● **OPGAVE**: Kun je alle records hieronder regel voor regel omzetten in een JSON-lijst van strings, met één string per regel en zonder lege regels? Laat de afbeeldingen daarbij weg.

╔══

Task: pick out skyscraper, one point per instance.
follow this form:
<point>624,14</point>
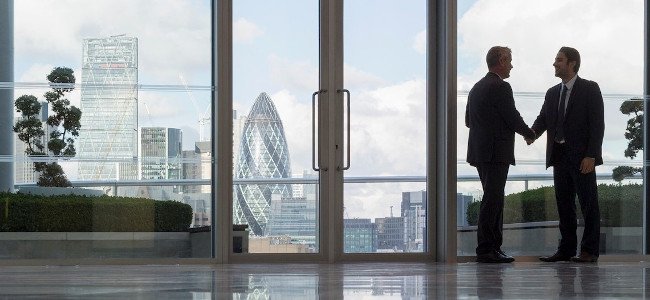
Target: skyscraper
<point>160,153</point>
<point>263,153</point>
<point>109,102</point>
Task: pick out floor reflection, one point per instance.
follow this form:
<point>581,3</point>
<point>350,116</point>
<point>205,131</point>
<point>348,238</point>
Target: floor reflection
<point>330,281</point>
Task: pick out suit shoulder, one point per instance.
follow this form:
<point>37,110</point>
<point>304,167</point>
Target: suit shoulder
<point>589,83</point>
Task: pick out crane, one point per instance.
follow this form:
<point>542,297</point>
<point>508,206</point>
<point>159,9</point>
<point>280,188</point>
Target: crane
<point>203,119</point>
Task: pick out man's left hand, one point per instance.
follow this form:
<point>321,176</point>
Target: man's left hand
<point>587,165</point>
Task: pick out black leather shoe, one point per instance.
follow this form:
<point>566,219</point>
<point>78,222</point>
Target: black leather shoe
<point>584,257</point>
<point>493,257</point>
<point>505,255</point>
<point>557,256</point>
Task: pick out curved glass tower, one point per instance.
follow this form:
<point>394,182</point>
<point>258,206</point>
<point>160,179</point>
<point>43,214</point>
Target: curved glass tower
<point>263,154</point>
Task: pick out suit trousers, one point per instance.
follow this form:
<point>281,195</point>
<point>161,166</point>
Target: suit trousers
<point>490,220</point>
<point>569,181</point>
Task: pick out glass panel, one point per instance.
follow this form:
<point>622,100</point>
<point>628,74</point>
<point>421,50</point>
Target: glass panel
<point>275,71</point>
<point>385,71</point>
<point>143,87</point>
<point>530,214</point>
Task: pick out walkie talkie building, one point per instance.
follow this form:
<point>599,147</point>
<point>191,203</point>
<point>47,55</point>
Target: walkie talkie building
<point>263,154</point>
<point>109,102</point>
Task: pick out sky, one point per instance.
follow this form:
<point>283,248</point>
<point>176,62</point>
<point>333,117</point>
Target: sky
<point>276,51</point>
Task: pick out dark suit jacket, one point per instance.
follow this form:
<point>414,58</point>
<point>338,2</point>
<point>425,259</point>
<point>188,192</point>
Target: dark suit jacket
<point>492,120</point>
<point>584,121</point>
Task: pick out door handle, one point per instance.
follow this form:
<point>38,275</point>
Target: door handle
<point>347,146</point>
<point>313,131</point>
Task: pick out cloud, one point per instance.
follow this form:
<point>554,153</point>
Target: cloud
<point>609,36</point>
<point>293,75</point>
<point>420,42</point>
<point>245,31</point>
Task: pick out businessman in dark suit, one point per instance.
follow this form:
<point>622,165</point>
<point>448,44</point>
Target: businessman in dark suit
<point>573,118</point>
<point>493,120</point>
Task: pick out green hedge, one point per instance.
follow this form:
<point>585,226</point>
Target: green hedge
<point>70,213</point>
<point>620,206</point>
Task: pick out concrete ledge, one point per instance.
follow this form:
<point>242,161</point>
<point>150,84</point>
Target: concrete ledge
<point>92,236</point>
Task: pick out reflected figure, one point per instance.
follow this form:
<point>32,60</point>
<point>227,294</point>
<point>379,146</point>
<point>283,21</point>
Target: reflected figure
<point>566,278</point>
<point>489,279</point>
<point>589,278</point>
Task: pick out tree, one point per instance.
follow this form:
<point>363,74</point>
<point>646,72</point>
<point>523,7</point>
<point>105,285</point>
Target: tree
<point>65,124</point>
<point>634,135</point>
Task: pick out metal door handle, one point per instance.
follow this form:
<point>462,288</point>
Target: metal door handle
<point>347,162</point>
<point>313,132</point>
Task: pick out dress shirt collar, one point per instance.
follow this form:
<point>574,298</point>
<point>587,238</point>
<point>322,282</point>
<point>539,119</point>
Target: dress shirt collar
<point>571,82</point>
<point>496,74</point>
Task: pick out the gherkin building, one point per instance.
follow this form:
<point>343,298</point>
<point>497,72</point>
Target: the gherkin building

╚══

● **ANTWOORD OP OPGAVE**:
[
  "Task: pick out skyscraper, one point per instance.",
  "follow this form:",
  "<point>624,14</point>",
  "Target: skyscraper",
  "<point>160,153</point>",
  "<point>263,153</point>",
  "<point>109,102</point>",
  "Task: pick out floor reflection, one point per instance.",
  "follow this form:",
  "<point>581,3</point>",
  "<point>350,116</point>",
  "<point>205,131</point>",
  "<point>348,238</point>",
  "Target: floor reflection",
  "<point>330,281</point>",
  "Task: pick out suit shoulder, one point per instance.",
  "follow this form:",
  "<point>37,110</point>",
  "<point>304,167</point>",
  "Target: suit shoulder",
  "<point>589,83</point>",
  "Task: pick out crane, one point per instance.",
  "follow this form:",
  "<point>542,297</point>",
  "<point>508,206</point>",
  "<point>159,9</point>",
  "<point>280,188</point>",
  "Target: crane",
  "<point>203,119</point>",
  "Task: pick out man's left hand, one point per instance.",
  "follow this form:",
  "<point>321,176</point>",
  "Target: man's left hand",
  "<point>587,165</point>",
  "Task: pick out black leather shoe, one point per instance.",
  "follow this form:",
  "<point>566,219</point>",
  "<point>78,222</point>",
  "Target: black leather shoe",
  "<point>584,257</point>",
  "<point>493,257</point>",
  "<point>505,255</point>",
  "<point>557,256</point>",
  "Task: pick out curved glass tower, one point per instance.",
  "follow this form:",
  "<point>394,182</point>",
  "<point>258,206</point>",
  "<point>160,179</point>",
  "<point>43,214</point>",
  "Target: curved glass tower",
  "<point>263,154</point>",
  "Task: pick out suit trousers, one point per instance.",
  "follow this form:",
  "<point>281,195</point>",
  "<point>161,166</point>",
  "Target: suit trousers",
  "<point>490,220</point>",
  "<point>569,181</point>",
  "Task: pick out glass panel, one point per instance.",
  "follow this form:",
  "<point>622,100</point>",
  "<point>628,74</point>",
  "<point>421,50</point>",
  "Target: glass panel",
  "<point>275,71</point>",
  "<point>385,71</point>",
  "<point>143,87</point>",
  "<point>530,214</point>",
  "Task: pick out walkie talkie building, one point per instance.",
  "follow this form:",
  "<point>599,147</point>",
  "<point>191,203</point>",
  "<point>47,55</point>",
  "Target: walkie talkie building",
  "<point>263,154</point>",
  "<point>109,102</point>",
  "Task: pick out sky, one point per instance.",
  "follow this form:",
  "<point>283,248</point>",
  "<point>176,62</point>",
  "<point>333,117</point>",
  "Target: sky",
  "<point>276,51</point>",
  "Task: pick out dark suit jacket, one point per instance.",
  "follow this form:",
  "<point>414,58</point>",
  "<point>338,2</point>",
  "<point>425,259</point>",
  "<point>188,192</point>",
  "Target: dark suit jacket",
  "<point>492,120</point>",
  "<point>584,121</point>",
  "Task: pick out door handle, one point per instance.",
  "follow this form:",
  "<point>38,275</point>",
  "Target: door handle",
  "<point>347,146</point>",
  "<point>313,131</point>",
  "Task: pick out cloud, one point per instance.",
  "follow this form:",
  "<point>554,153</point>",
  "Target: cloud",
  "<point>609,36</point>",
  "<point>293,75</point>",
  "<point>420,42</point>",
  "<point>245,31</point>",
  "Task: pick out businessman in dark suit, one point per instance.",
  "follow this form:",
  "<point>622,165</point>",
  "<point>448,44</point>",
  "Target: businessman in dark suit",
  "<point>573,118</point>",
  "<point>493,120</point>",
  "Task: pick out green hedge, one point per instance.",
  "follow this form:",
  "<point>585,226</point>",
  "Target: green hedge",
  "<point>70,213</point>",
  "<point>620,206</point>",
  "Task: pick out concrete ledge, one point per instance.",
  "follow this form:",
  "<point>242,161</point>",
  "<point>150,84</point>",
  "Target: concrete ledge",
  "<point>92,236</point>",
  "Task: pick out reflected figure, one point per instance.",
  "follow this form:",
  "<point>32,60</point>",
  "<point>227,294</point>",
  "<point>379,146</point>",
  "<point>283,21</point>",
  "Target: reflected figure",
  "<point>566,278</point>",
  "<point>489,279</point>",
  "<point>589,278</point>",
  "Task: pick out tree, one point per instance.",
  "follow this form:",
  "<point>363,74</point>",
  "<point>646,72</point>",
  "<point>523,7</point>",
  "<point>105,285</point>",
  "Target: tree",
  "<point>65,124</point>",
  "<point>634,135</point>",
  "Task: pick out metal door handle, one point per instance.",
  "follow this form:",
  "<point>462,288</point>",
  "Target: metal door handle",
  "<point>347,162</point>",
  "<point>313,132</point>",
  "Task: pick out dress shirt collar, one point per instance.",
  "follow this form:",
  "<point>574,298</point>",
  "<point>587,238</point>",
  "<point>322,282</point>",
  "<point>539,119</point>",
  "Target: dress shirt collar",
  "<point>571,82</point>",
  "<point>496,74</point>",
  "Task: pick out the gherkin building, one point per instance.",
  "follow this form:",
  "<point>343,298</point>",
  "<point>497,72</point>",
  "Target: the gherkin building"
]